What is being asked
Select every line in the data below that contains the word "skin", and copy each of those lines.

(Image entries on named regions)
··········
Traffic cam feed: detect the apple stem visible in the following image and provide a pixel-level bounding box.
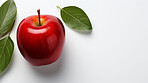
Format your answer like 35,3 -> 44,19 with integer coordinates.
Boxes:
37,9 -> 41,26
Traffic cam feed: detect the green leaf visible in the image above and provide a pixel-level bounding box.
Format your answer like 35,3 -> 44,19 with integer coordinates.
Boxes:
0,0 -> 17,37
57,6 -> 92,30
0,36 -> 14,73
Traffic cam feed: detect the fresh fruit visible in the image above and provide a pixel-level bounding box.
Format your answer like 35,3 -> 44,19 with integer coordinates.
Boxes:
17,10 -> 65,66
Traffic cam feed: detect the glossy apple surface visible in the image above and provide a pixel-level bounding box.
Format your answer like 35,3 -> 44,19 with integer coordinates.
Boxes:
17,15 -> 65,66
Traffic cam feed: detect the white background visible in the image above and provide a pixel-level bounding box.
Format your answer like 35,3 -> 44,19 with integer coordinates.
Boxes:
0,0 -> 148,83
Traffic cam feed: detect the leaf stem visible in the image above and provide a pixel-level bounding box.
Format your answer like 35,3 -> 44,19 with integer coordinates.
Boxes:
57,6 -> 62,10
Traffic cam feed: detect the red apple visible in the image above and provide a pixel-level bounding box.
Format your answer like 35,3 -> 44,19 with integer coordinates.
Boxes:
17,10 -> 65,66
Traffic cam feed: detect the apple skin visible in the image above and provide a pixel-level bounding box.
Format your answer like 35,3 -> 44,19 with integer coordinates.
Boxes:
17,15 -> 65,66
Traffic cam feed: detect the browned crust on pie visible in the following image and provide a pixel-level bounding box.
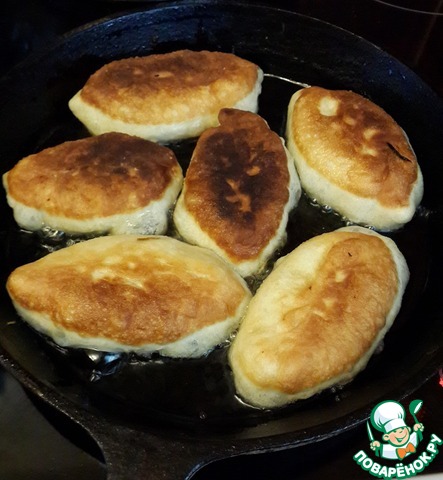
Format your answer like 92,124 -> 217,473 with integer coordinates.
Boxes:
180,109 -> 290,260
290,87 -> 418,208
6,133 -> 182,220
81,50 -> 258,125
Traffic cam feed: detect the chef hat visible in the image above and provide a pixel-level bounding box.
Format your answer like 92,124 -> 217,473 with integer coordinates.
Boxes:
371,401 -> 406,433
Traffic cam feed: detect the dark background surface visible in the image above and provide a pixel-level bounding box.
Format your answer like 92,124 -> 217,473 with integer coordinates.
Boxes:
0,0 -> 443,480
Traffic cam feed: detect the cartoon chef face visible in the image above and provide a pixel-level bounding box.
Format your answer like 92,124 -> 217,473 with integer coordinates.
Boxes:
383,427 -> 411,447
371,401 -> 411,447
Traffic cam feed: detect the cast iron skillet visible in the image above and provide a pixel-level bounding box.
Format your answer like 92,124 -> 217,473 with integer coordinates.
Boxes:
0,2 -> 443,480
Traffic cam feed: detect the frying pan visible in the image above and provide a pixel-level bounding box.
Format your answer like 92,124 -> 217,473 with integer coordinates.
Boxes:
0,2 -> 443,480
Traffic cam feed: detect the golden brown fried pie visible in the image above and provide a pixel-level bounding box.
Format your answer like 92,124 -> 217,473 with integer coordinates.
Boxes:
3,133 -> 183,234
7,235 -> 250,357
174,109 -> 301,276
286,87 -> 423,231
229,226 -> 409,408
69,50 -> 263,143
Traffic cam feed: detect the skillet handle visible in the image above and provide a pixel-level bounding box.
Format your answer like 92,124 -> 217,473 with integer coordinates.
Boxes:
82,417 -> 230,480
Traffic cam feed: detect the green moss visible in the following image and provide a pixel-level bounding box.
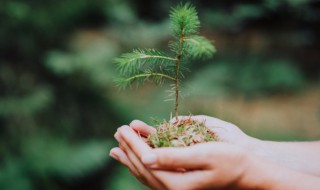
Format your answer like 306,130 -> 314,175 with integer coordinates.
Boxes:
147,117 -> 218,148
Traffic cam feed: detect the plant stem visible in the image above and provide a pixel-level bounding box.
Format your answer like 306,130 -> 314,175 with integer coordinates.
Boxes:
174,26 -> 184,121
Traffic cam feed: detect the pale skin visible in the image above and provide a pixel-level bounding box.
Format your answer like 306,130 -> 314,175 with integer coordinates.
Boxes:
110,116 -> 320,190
··········
Result for this task
Traffic cam feed: detect the apple skin visible in the image above and provide a pixel-level bounding box.
Traffic cam feed: detect the pale skin visible in the image above and provide a pixel-level bounding box.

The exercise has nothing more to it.